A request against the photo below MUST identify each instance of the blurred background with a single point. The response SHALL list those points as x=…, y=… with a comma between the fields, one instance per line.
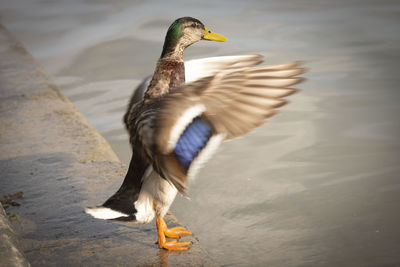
x=319, y=184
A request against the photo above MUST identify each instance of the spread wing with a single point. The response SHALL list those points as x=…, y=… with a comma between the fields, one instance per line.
x=196, y=117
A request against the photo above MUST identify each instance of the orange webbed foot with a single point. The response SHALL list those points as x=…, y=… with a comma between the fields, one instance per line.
x=175, y=232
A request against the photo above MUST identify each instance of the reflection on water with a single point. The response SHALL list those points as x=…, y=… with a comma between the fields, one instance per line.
x=319, y=184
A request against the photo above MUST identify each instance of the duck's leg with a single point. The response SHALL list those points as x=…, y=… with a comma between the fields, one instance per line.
x=176, y=232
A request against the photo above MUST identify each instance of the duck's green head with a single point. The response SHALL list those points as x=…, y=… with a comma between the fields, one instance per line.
x=184, y=32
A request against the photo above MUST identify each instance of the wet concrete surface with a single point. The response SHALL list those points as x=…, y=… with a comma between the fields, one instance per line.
x=61, y=164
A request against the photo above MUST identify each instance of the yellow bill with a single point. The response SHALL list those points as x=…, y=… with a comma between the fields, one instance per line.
x=212, y=36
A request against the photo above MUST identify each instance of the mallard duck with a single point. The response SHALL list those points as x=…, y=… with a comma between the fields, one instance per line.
x=183, y=117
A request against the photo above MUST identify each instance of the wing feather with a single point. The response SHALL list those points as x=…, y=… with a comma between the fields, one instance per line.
x=237, y=94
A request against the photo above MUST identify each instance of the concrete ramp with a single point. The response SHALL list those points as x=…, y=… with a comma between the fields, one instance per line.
x=53, y=155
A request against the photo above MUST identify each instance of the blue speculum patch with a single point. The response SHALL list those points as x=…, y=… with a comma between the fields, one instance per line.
x=192, y=140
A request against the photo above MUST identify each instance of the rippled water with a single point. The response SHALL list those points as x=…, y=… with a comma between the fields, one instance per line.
x=319, y=184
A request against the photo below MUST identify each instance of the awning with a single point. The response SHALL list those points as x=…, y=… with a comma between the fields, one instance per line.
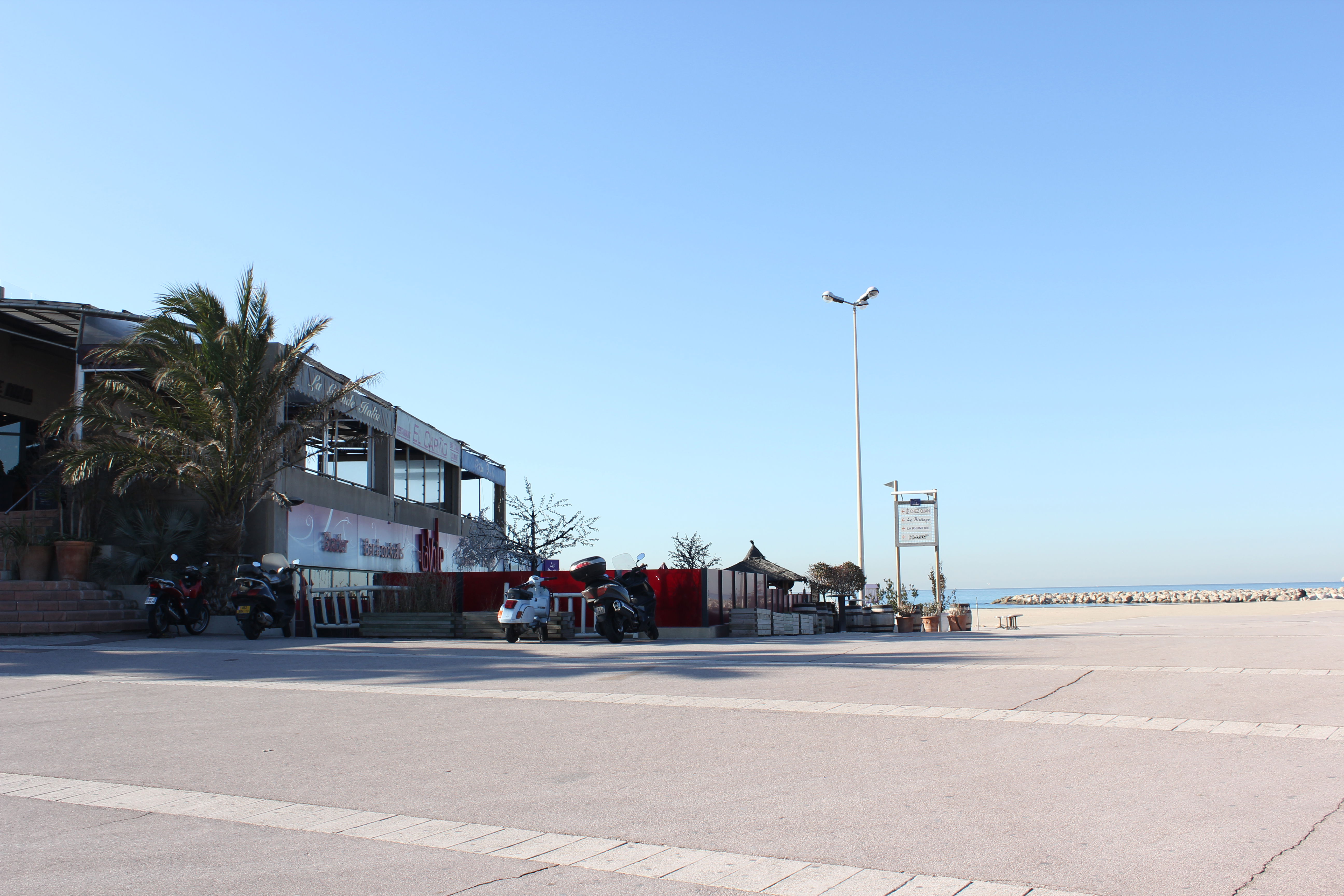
x=480, y=468
x=423, y=436
x=318, y=386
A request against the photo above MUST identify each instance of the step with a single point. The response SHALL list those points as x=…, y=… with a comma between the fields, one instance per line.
x=73, y=616
x=89, y=604
x=49, y=586
x=73, y=628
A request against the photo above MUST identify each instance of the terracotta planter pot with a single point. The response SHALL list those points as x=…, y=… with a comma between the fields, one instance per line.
x=73, y=561
x=34, y=562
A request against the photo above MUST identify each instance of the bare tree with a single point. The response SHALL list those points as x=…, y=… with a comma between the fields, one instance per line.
x=845, y=579
x=538, y=528
x=691, y=553
x=483, y=545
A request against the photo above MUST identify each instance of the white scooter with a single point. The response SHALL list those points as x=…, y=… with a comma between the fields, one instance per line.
x=527, y=608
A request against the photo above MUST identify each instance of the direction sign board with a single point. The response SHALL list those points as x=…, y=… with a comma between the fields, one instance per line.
x=919, y=524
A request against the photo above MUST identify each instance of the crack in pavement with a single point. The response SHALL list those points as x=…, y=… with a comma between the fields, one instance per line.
x=1056, y=691
x=44, y=690
x=1288, y=850
x=486, y=883
x=104, y=824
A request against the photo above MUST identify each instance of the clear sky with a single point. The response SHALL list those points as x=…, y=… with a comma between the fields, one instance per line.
x=591, y=238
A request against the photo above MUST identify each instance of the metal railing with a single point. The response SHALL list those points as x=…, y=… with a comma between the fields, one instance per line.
x=341, y=608
x=581, y=617
x=341, y=605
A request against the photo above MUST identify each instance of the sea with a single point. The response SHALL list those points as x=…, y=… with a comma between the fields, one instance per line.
x=986, y=597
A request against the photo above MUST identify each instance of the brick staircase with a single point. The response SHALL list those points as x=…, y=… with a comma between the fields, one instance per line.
x=65, y=608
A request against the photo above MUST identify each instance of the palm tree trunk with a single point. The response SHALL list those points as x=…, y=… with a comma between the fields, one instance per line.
x=225, y=541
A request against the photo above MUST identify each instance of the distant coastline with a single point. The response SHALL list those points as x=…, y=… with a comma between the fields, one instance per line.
x=1092, y=596
x=1186, y=596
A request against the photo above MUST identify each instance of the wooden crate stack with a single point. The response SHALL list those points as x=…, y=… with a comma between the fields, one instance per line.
x=751, y=624
x=407, y=625
x=484, y=624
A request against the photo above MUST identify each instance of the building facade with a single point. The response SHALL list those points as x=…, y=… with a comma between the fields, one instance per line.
x=375, y=489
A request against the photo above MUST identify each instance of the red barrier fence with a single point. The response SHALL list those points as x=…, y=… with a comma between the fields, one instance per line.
x=687, y=598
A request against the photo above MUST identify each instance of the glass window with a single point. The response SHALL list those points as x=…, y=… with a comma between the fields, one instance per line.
x=339, y=448
x=418, y=477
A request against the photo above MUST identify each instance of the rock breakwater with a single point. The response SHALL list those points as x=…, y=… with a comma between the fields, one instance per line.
x=1234, y=596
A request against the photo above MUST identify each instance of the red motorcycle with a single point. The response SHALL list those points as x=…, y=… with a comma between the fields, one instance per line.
x=177, y=604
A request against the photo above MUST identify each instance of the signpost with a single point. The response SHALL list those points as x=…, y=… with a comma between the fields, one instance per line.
x=917, y=527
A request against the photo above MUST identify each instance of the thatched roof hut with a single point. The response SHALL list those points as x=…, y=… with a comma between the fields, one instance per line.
x=776, y=576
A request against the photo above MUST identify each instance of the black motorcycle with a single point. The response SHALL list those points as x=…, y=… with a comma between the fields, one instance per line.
x=621, y=606
x=177, y=604
x=264, y=597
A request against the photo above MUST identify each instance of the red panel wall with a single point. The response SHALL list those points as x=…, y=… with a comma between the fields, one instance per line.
x=679, y=593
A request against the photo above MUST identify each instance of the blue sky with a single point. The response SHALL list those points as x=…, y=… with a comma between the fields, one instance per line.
x=592, y=238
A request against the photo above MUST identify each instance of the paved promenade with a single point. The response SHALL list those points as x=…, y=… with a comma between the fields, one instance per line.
x=1139, y=757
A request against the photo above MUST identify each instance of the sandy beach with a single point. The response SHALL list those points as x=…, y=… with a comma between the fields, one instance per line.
x=1049, y=616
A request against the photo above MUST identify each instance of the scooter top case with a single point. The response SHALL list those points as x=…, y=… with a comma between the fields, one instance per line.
x=588, y=570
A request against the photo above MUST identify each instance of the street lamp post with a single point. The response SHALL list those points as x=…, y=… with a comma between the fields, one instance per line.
x=858, y=446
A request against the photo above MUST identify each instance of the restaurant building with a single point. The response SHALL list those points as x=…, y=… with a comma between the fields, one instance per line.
x=378, y=489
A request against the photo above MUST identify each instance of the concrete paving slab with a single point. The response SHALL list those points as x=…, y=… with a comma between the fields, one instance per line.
x=812, y=880
x=933, y=886
x=870, y=883
x=620, y=856
x=663, y=863
x=57, y=850
x=578, y=851
x=537, y=845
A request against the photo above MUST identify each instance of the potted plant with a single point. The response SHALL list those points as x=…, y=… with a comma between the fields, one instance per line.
x=34, y=551
x=73, y=557
x=932, y=613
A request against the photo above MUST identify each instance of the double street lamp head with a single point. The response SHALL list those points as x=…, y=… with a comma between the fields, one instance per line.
x=863, y=300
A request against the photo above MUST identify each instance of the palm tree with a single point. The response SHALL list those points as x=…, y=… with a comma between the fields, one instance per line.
x=197, y=405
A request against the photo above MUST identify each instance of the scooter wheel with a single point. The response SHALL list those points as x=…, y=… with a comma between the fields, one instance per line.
x=201, y=624
x=156, y=620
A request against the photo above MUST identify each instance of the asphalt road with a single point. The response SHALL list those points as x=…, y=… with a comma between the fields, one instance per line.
x=1073, y=808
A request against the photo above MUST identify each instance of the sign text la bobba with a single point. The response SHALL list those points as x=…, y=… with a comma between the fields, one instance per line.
x=335, y=539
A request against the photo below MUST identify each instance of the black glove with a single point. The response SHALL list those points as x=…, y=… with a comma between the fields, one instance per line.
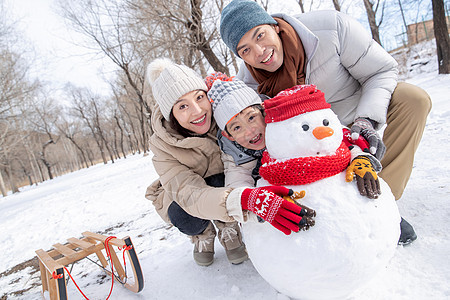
x=365, y=128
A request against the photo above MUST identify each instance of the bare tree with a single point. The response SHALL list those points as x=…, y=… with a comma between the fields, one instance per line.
x=105, y=23
x=85, y=107
x=441, y=35
x=371, y=16
x=337, y=5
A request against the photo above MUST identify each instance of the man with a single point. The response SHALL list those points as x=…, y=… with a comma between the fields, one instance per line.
x=359, y=79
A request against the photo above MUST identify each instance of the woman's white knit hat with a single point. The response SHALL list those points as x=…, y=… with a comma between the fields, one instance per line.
x=170, y=81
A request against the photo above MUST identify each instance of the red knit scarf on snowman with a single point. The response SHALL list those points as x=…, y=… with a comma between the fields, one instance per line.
x=304, y=170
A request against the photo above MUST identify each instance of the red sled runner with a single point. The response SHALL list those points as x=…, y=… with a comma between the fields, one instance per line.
x=53, y=263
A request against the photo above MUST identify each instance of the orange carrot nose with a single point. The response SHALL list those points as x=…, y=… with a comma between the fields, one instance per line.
x=322, y=132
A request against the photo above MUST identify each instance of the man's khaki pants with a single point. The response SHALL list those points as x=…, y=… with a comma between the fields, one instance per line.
x=406, y=118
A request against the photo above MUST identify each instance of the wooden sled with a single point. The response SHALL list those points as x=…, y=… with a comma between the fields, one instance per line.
x=52, y=262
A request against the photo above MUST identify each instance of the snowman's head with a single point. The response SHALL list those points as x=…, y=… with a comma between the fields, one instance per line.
x=315, y=133
x=300, y=123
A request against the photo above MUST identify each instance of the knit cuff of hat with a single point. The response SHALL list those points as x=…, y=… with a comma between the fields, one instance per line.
x=238, y=18
x=293, y=102
x=229, y=98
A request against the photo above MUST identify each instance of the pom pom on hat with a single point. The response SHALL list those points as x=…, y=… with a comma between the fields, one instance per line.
x=209, y=80
x=295, y=101
x=170, y=81
x=229, y=97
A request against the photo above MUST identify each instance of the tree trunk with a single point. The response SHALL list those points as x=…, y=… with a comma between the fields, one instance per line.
x=199, y=39
x=441, y=35
x=2, y=185
x=371, y=16
x=403, y=18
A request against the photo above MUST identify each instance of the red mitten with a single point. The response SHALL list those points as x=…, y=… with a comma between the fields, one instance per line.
x=267, y=202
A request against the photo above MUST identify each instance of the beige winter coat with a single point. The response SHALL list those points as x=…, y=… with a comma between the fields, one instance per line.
x=182, y=164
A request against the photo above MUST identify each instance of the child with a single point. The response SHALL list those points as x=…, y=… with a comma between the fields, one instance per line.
x=190, y=191
x=234, y=106
x=239, y=113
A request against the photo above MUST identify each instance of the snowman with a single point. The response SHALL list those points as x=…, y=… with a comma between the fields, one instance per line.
x=353, y=238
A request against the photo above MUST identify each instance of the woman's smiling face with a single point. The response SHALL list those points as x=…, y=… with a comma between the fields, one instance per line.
x=193, y=111
x=248, y=129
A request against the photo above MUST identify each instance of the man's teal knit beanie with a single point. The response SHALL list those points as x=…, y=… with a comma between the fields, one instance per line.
x=238, y=18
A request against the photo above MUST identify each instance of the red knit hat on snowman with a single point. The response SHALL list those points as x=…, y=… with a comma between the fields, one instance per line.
x=289, y=103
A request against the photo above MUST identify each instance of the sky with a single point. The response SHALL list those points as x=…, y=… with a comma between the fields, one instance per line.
x=110, y=198
x=58, y=59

What is needed ->
Give the lines of the material from the line containing "of the wing" through the line containing "x=34, y=562", both included, as a JSON list of strings with one string per line and no blank lines. Leave out the pictures.

Result of this task ->
[
  "A request against the photo above MUST identify each instance of the wing feather with a single point. The response SHALL list those points as x=…, y=… with a comma between the fields, one instance per line.",
  "x=237, y=94",
  "A request against the photo above MUST identify each instance of the concrete ramp with a single point. The response SHALL list those points as x=…, y=… with a comma between the fields, one instance per line.",
  "x=53, y=155",
  "A request against the photo above MUST identify each instance of the blue speculum patch with a single point. The response SHALL list those points as x=…, y=… with a comma between the fields, one instance per line.",
  "x=192, y=140",
  "A request against the photo above MUST identify each instance of the rippled water with a single point. The response SHALL list those points as x=…, y=… with a comma between the fields, one instance per line.",
  "x=319, y=184",
  "A request against the photo below MUST identify each instance of the awning with a single point. The response SHALL list those points as x=…, y=… with a comma between the fields, one instance per line.",
  "x=480, y=468",
  "x=423, y=436",
  "x=318, y=386",
  "A request against the photo above MUST identify each instance of the step with a single point. The response SHALL list those points as x=…, y=… with a comma between the fields, one instance per line.",
  "x=73, y=616",
  "x=89, y=604",
  "x=49, y=586",
  "x=73, y=628",
  "A request against the photo above MUST identify each instance of the terracotta planter pot with a single point. The response SHALL list those points as x=…, y=… with a comma between the fields, one instance per line.",
  "x=73, y=561",
  "x=34, y=562"
]